The response must consist of each line in the listing that has the word "below" in it.
╭─ STUDY MATERIAL
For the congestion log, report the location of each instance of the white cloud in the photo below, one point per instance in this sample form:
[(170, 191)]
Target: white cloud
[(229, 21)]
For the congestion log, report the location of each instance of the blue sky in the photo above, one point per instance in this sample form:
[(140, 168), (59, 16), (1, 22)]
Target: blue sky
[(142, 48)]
╰─
╭─ STUDY MATERIAL
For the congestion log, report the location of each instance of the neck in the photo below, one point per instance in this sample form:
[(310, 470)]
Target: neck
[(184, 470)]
╰─
## [ANSWER FOR THE TASK]
For the congestion log, report the location of each instance of the white cloud in the photo below, one point per instance in this sample form:
For the congestion log, report the location of each instance of the neck in the photo below, one point per instance in this sample form:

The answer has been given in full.